* [ACTIVITY]:
Repeat the data exactly as it stands.

══ AVAILABLE RECORDS ══

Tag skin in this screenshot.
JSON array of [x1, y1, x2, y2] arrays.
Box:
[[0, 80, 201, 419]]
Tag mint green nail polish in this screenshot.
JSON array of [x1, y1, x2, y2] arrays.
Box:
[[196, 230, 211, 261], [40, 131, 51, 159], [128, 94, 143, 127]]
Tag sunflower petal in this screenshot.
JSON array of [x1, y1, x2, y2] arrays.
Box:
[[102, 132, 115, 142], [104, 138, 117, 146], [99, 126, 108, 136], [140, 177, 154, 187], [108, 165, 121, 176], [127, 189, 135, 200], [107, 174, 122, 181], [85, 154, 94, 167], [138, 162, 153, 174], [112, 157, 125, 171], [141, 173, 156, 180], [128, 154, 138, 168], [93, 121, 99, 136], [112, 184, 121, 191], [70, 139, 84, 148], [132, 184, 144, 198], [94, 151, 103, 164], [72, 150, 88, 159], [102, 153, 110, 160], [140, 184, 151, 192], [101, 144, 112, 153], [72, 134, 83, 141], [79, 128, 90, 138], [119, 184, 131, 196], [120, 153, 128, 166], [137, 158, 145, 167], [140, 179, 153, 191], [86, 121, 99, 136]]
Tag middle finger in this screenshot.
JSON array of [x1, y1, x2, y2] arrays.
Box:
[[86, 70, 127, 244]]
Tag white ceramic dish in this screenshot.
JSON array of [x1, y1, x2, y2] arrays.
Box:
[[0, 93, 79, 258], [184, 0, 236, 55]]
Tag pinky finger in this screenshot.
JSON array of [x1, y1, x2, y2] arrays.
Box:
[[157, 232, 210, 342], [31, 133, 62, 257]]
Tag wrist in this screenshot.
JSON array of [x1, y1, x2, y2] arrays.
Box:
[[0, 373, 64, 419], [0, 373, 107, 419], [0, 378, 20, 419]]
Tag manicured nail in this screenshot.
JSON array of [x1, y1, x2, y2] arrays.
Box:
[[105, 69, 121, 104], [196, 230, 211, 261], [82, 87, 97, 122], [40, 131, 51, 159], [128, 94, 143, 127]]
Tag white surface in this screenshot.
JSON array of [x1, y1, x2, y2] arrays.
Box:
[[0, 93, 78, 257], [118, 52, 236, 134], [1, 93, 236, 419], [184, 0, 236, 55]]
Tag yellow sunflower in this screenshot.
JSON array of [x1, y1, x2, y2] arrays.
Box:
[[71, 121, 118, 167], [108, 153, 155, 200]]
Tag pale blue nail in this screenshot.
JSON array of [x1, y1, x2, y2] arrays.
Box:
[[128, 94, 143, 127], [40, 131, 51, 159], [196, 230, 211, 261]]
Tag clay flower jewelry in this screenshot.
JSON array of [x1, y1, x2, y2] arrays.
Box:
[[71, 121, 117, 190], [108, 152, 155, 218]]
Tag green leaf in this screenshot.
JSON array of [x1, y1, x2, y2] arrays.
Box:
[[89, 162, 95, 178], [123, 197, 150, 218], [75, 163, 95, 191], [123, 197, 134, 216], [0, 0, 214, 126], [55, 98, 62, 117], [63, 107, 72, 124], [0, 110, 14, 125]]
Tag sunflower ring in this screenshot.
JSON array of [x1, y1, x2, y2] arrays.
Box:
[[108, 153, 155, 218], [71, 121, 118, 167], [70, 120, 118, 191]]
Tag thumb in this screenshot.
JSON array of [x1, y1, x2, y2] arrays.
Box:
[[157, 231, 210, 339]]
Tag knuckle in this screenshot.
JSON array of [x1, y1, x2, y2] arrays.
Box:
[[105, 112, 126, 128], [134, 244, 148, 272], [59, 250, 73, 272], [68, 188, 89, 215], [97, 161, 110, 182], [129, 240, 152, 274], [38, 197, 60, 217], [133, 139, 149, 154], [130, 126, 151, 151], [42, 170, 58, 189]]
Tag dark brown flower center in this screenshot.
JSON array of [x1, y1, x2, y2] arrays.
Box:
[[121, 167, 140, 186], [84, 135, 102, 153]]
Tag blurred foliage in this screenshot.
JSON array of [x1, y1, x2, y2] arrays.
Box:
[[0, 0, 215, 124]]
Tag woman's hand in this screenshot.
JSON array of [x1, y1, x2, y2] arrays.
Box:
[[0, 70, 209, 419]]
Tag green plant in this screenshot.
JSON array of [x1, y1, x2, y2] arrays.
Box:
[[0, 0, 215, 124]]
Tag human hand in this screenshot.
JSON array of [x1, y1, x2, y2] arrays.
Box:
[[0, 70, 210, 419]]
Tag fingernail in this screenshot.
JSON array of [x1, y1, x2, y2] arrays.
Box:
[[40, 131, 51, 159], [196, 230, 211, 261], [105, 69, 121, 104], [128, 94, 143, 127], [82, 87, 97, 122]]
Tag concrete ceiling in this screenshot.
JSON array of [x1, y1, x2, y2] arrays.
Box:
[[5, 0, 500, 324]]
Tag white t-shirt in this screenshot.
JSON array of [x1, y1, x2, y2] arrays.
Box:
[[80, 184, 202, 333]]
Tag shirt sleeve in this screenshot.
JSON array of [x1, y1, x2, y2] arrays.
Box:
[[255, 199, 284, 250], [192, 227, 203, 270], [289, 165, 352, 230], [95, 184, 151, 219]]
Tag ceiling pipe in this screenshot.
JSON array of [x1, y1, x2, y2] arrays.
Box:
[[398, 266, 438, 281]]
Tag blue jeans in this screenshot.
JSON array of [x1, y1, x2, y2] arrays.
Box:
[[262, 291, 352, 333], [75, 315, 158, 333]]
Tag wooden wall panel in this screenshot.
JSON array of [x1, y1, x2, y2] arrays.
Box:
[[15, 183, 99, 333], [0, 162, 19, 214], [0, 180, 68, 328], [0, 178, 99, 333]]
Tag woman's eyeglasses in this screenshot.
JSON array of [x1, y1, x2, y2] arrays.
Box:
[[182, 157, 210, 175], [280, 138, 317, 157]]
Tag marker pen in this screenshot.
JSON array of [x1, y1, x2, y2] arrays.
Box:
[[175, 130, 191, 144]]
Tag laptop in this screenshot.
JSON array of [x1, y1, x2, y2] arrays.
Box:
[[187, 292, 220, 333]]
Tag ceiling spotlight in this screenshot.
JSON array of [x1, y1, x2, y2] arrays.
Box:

═══

* [EXERCISE ANSWER]:
Tag skin in this screenshot.
JSON array of [x1, y1, x2, y2] arrays.
Box:
[[0, 80, 201, 419]]
Tag mint green nail polish in this screenshot.
JSON array of [x1, y1, x2, y2] arrays.
Box:
[[196, 230, 211, 261], [40, 131, 51, 159], [128, 94, 143, 127]]
Tag sunflower petal in this screenshot.
JSON array of [x1, y1, x2, y2] arrays.
Box:
[[102, 132, 115, 142], [104, 138, 117, 146], [99, 126, 108, 136], [140, 177, 154, 187], [108, 165, 121, 176], [127, 189, 135, 200], [107, 174, 122, 181], [85, 154, 94, 167], [138, 162, 153, 174], [112, 157, 125, 171], [141, 173, 156, 180], [128, 154, 138, 168], [93, 121, 99, 136], [112, 184, 121, 191], [70, 139, 84, 148], [132, 184, 144, 198], [94, 151, 103, 164], [72, 150, 88, 159], [102, 153, 110, 160], [140, 184, 151, 192], [101, 144, 112, 153], [72, 134, 83, 141], [79, 128, 90, 138], [119, 184, 131, 196], [120, 153, 128, 166], [137, 158, 145, 167], [140, 179, 153, 191], [86, 121, 99, 136]]
Tag middle finger in this screenshot.
JSON array of [x1, y1, x2, y2] arrays.
Box:
[[86, 70, 127, 244]]
Tag white ceramic dish in this screenshot.
JSON array of [x1, y1, x2, y2] arrays.
Box:
[[0, 93, 79, 258], [184, 0, 236, 55]]
Tag pinky finger in this screenshot.
JSON array of [x1, y1, x2, y2] arrays.
Box:
[[157, 232, 210, 342], [31, 133, 62, 257]]
Tag wrist in this screenshot.
JSON array of [x1, y1, x2, y2] arrays.
Box:
[[0, 373, 64, 419], [0, 373, 107, 419], [0, 378, 20, 419]]
Tag manicured nail in this screenshot.
JSON array of [x1, y1, x2, y2] arrays.
Box:
[[105, 69, 121, 104], [196, 230, 211, 261], [82, 87, 97, 122], [40, 131, 51, 159], [128, 94, 143, 127]]
Tag white surface in this screenshot.
JSON array of [x1, y1, x2, y2] arrays.
Box:
[[0, 93, 78, 257], [118, 52, 236, 134], [1, 93, 236, 419], [184, 0, 236, 55]]
Tag yellow sunflower in this screenshot.
JSON array of [x1, y1, x2, y2] arrays.
Box:
[[71, 121, 118, 167], [108, 153, 155, 200]]
Tag pale blue nail in this screenshot.
JSON array of [x1, y1, x2, y2] arrays.
Box:
[[128, 94, 143, 127], [40, 131, 51, 159], [196, 230, 211, 261]]
Tag clay flower jewelry in this screenshot.
JSON array of [x1, y1, x2, y2] arrays.
Box:
[[71, 121, 117, 190], [108, 152, 155, 218]]
Tag green leaf in this screenshot.
JSON array of [x1, y1, x2, y2] arrays.
Box:
[[89, 162, 95, 178], [123, 197, 150, 218], [75, 163, 95, 191], [123, 197, 134, 216], [0, 0, 214, 126], [55, 98, 62, 117], [63, 107, 72, 124], [0, 110, 14, 125]]
Tag sunflower ring in this screenshot.
JSON array of [x1, y1, x2, y2] arrays.
Box:
[[108, 153, 155, 218], [71, 121, 118, 167], [70, 120, 118, 191]]
Tag thumb in this screenshot.
JSON array of [x1, y1, x2, y2] arrays.
Box:
[[157, 231, 210, 339]]
Tag knuckle in this screenshot.
JSON array of [x1, y1, x2, y2] arrays.
Box:
[[105, 112, 126, 128], [134, 244, 148, 272], [59, 250, 73, 272], [68, 188, 89, 215], [97, 161, 110, 182], [129, 240, 152, 274], [38, 197, 60, 217], [133, 139, 149, 154], [130, 126, 151, 151], [42, 170, 58, 189]]
Tag dark brown flower center in this screenshot.
JSON array of [x1, y1, x2, y2] arrays.
Box:
[[121, 167, 140, 186], [84, 135, 102, 153]]
Tag blurred foliage in this screenshot.
JSON array of [x1, y1, x2, y2] arrays.
Box:
[[0, 0, 215, 124]]
Tag woman's hand in this screenshot.
JSON array of [x1, y1, x2, y2] arrays.
Box:
[[0, 70, 209, 419]]
Tag green plant in this screenshot.
JSON array of [x1, y1, x2, y2] arrays.
Box:
[[0, 0, 215, 124]]
Tag human hand in this screenshot.
JSON array of [x1, y1, x2, y2] arrays.
Box:
[[0, 70, 210, 419]]
Tag fingernail in this screenshot.
JSON array of [x1, y1, x2, y2] arrays.
Box:
[[40, 131, 51, 159], [196, 230, 211, 261], [105, 69, 121, 104], [128, 94, 143, 127], [82, 87, 97, 122]]
Tag concrete ceiling in this screenshot.
JSON array of [x1, y1, x2, y2] arrays.
Box:
[[5, 0, 500, 324]]
Tag white t-shirt in this screenshot.
JSON array of [x1, y1, x2, y2] arrays.
Box:
[[80, 184, 202, 333]]
Tag shirt sleeve in this screenshot.
JSON array of [x1, y1, x2, y2] arrays.
Box:
[[255, 199, 284, 250], [192, 227, 203, 270], [289, 165, 352, 230], [95, 184, 151, 219]]
Tag ceiling pipe in this screenshot.
JSON array of [x1, y1, x2, y2] arrays.
Box:
[[398, 266, 438, 281]]
Tag blue jeans in this screenshot.
JSON array of [x1, y1, x2, y2] arrays.
Box:
[[262, 291, 352, 333], [75, 315, 158, 333]]
Tag wooden wall panel in this screenshot.
JSON array of [x1, y1, x2, y2] arrays.
Box:
[[15, 183, 99, 333], [0, 162, 19, 214], [0, 180, 68, 328], [0, 178, 99, 333]]
Tag woman's eyeglasses in this screenshot.
JSON array of [x1, y1, x2, y2] arrays.
Box:
[[182, 157, 210, 175], [280, 138, 317, 157]]
Tag marker pen in this screenshot.
JSON array of [x1, y1, x2, y2] arrays.
Box:
[[175, 130, 191, 144]]
Tag laptop in this screenshot.
JSON array of [x1, y1, x2, y2] arrays.
Box:
[[187, 292, 220, 333]]
Tag ceiling spotlight in this screenshot.
JSON array of [x1, y1, x2, y2] arrays.
Box:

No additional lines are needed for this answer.